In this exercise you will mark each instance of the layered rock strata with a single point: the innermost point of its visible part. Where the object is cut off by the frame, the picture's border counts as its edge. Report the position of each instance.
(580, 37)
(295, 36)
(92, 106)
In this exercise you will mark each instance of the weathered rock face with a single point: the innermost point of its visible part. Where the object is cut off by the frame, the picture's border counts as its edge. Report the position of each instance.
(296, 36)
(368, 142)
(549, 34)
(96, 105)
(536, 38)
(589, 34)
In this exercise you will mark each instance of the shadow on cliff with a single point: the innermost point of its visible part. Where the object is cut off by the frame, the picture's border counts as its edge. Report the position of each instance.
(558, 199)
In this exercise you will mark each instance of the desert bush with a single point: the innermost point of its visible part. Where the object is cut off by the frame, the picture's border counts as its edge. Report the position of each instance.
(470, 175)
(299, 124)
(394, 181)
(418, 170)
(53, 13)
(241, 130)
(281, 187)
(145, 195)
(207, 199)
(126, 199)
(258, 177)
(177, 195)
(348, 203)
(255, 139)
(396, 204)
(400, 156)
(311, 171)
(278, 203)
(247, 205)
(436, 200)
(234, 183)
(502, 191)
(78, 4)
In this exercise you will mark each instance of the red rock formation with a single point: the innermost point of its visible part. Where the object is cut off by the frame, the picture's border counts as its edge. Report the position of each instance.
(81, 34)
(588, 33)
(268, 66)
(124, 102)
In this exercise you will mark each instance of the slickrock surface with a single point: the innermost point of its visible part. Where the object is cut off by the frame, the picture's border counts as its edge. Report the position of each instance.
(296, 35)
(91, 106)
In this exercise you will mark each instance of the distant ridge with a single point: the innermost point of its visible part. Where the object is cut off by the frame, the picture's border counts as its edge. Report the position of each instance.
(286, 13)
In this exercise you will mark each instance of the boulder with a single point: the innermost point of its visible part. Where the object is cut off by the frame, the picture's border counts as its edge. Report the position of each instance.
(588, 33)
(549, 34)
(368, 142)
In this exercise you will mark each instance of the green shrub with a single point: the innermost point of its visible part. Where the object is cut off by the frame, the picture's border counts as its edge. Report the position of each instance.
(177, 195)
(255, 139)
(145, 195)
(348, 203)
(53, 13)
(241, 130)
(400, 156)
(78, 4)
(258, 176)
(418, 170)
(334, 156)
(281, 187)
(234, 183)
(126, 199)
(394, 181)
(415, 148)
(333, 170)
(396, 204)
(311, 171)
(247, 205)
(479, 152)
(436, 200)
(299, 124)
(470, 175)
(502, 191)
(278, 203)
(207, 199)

************

_Task to complete_
Retype nothing except the lines from the line holding "In this exercise you will mark each instance of the distant" through the last line of the entries, both included.

_Correct answer_
In this exercise you will mark each instance of the distant ridge with a single point: the innermost point of its visible part. Where the object is cut off by the frame, the picture's border counts as its edge. Report the position of each instance.
(286, 13)
In this exercise you will mark each instance of the boulder with a single point: the innermost point of its visible part. Where the object is cut off by the frame, the picture's border counts as its edge. Report the position of each instance.
(588, 33)
(549, 34)
(368, 142)
In this exercise you will mark each instance of the green shrub with a single point: the innermost point of its visible part. Where the object is cut off by the frame, the picture's border counts as its edge. Report the position of each instance.
(177, 195)
(255, 139)
(145, 195)
(348, 203)
(53, 13)
(241, 130)
(400, 156)
(78, 4)
(258, 176)
(418, 170)
(334, 156)
(281, 187)
(234, 183)
(126, 199)
(394, 181)
(415, 148)
(333, 170)
(396, 204)
(311, 171)
(247, 205)
(479, 152)
(436, 200)
(299, 124)
(470, 175)
(502, 191)
(278, 203)
(207, 199)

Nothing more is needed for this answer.